═══ GIVEN PASSAGE ═══

It took another TWO YEARS to find the FDR/CVR Black-Boxes.

So people can be patient to find out what really happened or just throw out wild and baseless conjecture about bombs, missiles, hijackings and other nefarious plots as "What must have happened".

At present there are not enough facts to develop any kind of conclusion whatsoever.

Patience people.
edit on 10-3-2014 by Leonidas because: (no reason given)
LEO you don't like my theory?


Hey seems the passports weren't as insignificant as you believed. But it was good reason to use to get our LEOs involved


Seems that the fact that interpol reports that 40,000,000 fake passports are out there and that outside the US, diligence in checking them at the airport is not what you would hope doesnt affect people's need to make the passports a critical issue.

There are several facts and articles quoted here and on the internet about the ridiculous number of fake and stolen passports are out there and how they are used.

What I find interesting is that some people get committed to a theory and refuse to let it go, regardless of how much evidence there is to the contrary.

Go back into the thread to see all the quoted articles and statistics regarding your pet issue.

You know I was wondering what evidence to the contrary there is? We only know that people boarded that plane illegally. You don't seem to want to pay any consideration to that aspect. You want to go off on a tangent claiming it probably blew up or catastrophically destructed without any evidence of such.


You are completely ignoring what I have written.

═══ DATASET ═══

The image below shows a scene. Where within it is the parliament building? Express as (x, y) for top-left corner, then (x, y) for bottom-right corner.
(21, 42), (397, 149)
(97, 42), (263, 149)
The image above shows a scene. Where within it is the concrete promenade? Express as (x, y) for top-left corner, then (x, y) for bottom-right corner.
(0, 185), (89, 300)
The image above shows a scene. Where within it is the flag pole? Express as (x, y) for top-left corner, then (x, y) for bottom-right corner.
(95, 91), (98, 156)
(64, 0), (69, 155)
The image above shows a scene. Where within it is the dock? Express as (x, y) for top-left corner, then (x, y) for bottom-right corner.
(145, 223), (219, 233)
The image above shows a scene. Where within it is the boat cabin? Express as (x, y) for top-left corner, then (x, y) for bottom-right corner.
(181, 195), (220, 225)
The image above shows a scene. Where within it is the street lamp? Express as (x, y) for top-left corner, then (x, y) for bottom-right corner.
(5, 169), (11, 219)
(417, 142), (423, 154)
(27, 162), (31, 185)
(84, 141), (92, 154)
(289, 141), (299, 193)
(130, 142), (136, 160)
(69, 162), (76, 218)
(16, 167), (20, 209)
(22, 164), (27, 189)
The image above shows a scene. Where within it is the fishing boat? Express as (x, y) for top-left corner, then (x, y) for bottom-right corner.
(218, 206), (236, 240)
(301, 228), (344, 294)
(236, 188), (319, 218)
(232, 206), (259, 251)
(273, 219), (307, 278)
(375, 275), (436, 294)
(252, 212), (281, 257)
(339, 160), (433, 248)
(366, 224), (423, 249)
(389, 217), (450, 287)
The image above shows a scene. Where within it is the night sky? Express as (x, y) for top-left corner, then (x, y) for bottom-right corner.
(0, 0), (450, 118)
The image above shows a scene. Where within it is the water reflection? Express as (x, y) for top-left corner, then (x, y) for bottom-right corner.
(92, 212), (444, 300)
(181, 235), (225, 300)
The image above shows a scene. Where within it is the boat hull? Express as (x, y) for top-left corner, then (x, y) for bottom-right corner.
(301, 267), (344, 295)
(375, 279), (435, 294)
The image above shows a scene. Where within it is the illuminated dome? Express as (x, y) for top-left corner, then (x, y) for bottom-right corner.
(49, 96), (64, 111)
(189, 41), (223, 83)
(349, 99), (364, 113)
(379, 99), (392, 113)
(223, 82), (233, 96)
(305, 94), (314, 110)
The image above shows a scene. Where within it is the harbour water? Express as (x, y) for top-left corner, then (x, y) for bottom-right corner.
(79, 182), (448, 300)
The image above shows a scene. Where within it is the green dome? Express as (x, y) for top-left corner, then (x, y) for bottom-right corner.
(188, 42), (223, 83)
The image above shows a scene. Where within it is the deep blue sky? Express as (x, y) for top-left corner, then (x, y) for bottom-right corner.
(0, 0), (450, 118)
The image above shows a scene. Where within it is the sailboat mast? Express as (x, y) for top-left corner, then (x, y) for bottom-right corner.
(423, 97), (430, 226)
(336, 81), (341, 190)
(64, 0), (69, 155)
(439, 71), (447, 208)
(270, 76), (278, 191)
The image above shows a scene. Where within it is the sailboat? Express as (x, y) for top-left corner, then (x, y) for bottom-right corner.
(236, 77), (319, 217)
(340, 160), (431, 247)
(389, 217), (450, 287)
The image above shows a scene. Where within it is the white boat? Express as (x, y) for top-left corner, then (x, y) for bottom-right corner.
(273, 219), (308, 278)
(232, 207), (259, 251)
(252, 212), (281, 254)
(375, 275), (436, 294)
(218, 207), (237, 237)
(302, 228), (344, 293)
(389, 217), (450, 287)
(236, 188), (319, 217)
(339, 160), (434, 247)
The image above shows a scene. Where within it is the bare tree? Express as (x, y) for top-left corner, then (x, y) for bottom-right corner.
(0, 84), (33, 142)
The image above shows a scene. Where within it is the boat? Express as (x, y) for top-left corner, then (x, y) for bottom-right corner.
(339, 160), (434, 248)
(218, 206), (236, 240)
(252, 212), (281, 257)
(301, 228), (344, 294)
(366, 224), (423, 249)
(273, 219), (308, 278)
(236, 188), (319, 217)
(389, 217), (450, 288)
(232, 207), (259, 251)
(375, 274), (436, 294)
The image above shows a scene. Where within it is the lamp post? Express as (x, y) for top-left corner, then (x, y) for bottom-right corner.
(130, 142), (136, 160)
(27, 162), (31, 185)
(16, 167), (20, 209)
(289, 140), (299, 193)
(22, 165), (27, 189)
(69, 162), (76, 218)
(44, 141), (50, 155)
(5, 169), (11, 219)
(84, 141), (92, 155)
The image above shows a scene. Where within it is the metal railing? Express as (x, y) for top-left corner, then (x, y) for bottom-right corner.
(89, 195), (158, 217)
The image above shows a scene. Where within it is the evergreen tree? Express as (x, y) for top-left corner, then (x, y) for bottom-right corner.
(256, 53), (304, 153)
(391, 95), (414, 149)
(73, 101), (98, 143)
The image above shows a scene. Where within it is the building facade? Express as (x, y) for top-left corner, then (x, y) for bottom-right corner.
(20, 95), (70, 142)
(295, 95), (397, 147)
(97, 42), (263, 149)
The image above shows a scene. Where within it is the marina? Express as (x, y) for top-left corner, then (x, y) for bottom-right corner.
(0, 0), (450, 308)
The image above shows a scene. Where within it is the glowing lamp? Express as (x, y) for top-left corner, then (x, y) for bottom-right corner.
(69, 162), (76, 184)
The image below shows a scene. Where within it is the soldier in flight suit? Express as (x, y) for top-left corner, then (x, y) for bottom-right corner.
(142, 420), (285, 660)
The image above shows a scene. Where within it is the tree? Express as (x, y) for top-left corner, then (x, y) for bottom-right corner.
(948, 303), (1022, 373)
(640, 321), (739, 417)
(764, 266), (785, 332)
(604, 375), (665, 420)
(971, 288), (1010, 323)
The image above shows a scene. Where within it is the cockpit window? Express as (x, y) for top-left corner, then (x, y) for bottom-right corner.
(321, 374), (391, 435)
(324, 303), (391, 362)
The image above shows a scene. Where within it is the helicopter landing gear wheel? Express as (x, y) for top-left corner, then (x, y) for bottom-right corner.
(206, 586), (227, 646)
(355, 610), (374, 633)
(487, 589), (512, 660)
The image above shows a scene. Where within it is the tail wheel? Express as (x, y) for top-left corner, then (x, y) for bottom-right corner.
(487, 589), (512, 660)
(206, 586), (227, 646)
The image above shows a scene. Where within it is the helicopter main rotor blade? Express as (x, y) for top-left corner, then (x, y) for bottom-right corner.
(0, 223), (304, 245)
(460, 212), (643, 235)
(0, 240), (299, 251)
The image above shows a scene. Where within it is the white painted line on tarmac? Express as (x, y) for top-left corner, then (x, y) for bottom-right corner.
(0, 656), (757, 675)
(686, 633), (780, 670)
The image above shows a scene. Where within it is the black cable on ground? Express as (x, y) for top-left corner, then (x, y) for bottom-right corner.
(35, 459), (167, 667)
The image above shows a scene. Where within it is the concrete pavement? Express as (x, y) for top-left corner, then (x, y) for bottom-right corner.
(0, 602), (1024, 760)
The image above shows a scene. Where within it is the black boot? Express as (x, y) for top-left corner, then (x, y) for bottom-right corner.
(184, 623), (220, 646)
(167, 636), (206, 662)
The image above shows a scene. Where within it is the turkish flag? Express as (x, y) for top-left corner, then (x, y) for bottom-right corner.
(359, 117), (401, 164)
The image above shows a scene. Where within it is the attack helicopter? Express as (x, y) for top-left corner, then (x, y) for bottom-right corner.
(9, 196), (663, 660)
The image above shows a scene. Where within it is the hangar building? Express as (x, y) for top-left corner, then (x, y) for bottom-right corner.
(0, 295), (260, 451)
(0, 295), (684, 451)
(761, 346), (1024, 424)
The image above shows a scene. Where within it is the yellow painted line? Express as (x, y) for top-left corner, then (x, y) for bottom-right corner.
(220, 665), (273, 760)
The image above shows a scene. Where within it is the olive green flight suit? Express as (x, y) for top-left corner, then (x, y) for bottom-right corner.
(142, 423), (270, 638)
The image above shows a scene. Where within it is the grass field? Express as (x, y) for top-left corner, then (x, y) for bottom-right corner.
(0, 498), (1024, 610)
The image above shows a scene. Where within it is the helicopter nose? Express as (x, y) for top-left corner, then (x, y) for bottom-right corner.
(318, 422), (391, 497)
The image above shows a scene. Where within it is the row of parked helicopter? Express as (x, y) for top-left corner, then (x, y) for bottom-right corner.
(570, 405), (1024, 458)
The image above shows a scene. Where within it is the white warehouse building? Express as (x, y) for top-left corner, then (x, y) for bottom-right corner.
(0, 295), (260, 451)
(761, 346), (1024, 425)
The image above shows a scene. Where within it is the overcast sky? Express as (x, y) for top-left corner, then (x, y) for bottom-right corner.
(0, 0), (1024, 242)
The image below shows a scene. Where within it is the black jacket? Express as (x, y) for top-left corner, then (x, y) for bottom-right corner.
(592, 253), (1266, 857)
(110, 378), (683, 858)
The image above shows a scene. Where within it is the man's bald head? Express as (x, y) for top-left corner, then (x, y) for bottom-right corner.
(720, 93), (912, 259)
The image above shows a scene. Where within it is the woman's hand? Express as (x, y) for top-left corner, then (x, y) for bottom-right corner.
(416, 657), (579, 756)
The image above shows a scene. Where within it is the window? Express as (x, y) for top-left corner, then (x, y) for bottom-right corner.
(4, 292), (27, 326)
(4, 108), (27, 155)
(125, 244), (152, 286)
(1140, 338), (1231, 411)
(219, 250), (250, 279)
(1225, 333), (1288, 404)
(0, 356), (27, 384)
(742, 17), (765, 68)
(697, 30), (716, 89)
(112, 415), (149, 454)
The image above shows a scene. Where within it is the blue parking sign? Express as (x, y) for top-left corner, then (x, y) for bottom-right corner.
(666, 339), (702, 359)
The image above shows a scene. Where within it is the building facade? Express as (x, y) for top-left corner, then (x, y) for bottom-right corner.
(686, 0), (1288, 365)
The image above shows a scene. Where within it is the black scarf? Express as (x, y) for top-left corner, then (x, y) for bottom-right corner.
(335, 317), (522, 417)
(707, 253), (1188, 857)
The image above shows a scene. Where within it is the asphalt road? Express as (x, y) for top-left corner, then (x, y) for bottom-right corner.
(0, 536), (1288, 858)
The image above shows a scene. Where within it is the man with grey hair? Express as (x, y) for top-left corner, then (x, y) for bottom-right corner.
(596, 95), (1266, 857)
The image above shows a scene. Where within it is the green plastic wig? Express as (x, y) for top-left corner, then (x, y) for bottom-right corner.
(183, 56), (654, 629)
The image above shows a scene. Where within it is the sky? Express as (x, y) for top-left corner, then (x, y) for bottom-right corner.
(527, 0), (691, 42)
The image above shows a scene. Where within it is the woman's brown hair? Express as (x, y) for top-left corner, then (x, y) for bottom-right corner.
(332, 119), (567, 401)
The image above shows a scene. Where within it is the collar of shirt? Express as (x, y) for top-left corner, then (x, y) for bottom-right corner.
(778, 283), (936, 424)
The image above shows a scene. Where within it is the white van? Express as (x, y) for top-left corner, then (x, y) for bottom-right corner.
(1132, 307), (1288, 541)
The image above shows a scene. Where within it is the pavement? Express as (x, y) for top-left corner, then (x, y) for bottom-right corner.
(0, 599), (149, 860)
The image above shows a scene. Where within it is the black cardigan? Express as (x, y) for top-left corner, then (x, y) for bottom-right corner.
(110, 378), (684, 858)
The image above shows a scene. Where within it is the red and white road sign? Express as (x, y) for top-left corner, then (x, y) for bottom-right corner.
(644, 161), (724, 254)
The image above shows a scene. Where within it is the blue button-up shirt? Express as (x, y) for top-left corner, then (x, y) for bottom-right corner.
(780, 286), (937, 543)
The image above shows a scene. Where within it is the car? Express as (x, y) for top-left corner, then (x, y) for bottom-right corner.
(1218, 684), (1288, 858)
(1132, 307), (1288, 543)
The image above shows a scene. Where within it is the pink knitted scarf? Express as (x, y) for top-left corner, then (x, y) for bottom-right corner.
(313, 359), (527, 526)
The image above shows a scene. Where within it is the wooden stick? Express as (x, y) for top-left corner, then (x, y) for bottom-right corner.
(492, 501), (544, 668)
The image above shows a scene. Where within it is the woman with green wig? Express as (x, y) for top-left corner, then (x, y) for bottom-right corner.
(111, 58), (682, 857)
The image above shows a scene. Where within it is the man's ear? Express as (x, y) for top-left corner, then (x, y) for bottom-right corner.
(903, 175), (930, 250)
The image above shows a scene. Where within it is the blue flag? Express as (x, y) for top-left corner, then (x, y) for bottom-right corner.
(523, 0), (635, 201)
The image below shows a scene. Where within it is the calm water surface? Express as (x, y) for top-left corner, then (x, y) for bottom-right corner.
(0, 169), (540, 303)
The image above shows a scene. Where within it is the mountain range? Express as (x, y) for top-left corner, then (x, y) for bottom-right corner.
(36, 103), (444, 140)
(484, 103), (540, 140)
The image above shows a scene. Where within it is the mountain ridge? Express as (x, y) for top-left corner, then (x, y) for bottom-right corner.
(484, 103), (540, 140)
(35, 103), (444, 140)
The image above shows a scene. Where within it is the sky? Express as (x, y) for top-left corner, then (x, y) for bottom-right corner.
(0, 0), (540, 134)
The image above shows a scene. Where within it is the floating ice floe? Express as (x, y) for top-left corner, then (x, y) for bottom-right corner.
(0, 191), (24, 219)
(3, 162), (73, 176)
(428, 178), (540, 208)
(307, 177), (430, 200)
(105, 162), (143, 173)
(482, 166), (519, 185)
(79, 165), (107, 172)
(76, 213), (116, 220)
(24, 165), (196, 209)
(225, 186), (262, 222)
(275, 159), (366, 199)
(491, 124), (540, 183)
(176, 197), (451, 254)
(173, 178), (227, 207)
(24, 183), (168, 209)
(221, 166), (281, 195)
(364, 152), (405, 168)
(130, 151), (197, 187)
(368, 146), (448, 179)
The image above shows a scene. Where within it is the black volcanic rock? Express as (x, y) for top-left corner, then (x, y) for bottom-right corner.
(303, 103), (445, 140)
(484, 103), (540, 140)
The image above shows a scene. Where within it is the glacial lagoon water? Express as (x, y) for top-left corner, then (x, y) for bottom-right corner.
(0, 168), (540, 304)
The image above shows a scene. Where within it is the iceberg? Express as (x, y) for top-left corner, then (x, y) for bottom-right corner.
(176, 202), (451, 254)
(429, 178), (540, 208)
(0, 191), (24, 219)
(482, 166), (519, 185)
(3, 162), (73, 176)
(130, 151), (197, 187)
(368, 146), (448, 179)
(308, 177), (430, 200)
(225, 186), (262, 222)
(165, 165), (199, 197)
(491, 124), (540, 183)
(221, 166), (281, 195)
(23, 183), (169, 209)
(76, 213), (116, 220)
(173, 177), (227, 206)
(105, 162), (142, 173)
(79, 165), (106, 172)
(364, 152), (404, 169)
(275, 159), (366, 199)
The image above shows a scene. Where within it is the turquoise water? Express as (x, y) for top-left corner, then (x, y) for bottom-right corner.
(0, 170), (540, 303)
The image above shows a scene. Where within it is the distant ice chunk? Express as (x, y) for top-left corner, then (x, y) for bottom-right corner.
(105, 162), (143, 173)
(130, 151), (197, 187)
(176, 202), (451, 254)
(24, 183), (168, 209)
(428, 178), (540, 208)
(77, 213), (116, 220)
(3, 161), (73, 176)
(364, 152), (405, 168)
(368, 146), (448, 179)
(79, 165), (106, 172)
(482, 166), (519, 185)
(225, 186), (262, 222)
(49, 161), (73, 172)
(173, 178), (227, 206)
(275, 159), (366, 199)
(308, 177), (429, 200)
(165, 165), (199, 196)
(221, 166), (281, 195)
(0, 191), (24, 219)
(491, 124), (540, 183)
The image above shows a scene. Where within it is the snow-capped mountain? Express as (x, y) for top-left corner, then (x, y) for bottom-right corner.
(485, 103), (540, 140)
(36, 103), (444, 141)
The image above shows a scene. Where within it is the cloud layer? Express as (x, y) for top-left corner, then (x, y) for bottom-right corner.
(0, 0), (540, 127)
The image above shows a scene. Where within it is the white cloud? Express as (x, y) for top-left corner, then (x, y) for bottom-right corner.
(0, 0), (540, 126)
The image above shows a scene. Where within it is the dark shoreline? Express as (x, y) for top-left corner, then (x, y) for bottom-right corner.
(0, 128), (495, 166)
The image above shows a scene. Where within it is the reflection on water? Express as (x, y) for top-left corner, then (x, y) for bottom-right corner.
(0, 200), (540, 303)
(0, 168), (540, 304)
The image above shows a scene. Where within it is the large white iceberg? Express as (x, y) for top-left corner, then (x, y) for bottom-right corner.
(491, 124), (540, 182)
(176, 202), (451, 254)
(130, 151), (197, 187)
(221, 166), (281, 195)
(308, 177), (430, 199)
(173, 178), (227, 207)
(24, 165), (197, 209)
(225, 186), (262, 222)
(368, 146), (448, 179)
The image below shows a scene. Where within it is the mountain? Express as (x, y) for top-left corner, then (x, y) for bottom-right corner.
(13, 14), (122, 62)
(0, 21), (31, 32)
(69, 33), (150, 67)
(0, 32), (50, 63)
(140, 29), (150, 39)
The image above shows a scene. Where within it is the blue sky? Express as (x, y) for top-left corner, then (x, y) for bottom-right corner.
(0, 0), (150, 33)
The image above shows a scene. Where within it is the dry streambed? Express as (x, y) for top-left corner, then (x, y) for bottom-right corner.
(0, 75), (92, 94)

═══

__EXERCISES TO COMPLETE__
1 - List the kinds of conjecture about what happened that the forum discussion calls wild and baseless.
2 - Duplicate the part of the forum discussion that starts at the words "There are several" and ends after the words "your pet issue.".

__RESPONSES IN ORDER__
1 - bombs, missiles, hijackings, other nefarious plots

2 -
There are several facts and articles quoted here and on the internet about the ridiculous number of fake and stolen passports are out there and how they are used.

What I find interesting is that some people get committed to a theory and refuse to let it go, regardless of how much evidence there is to the contrary.

Go back into the thread to see all the quoted articles and statistics regarding your pet issue.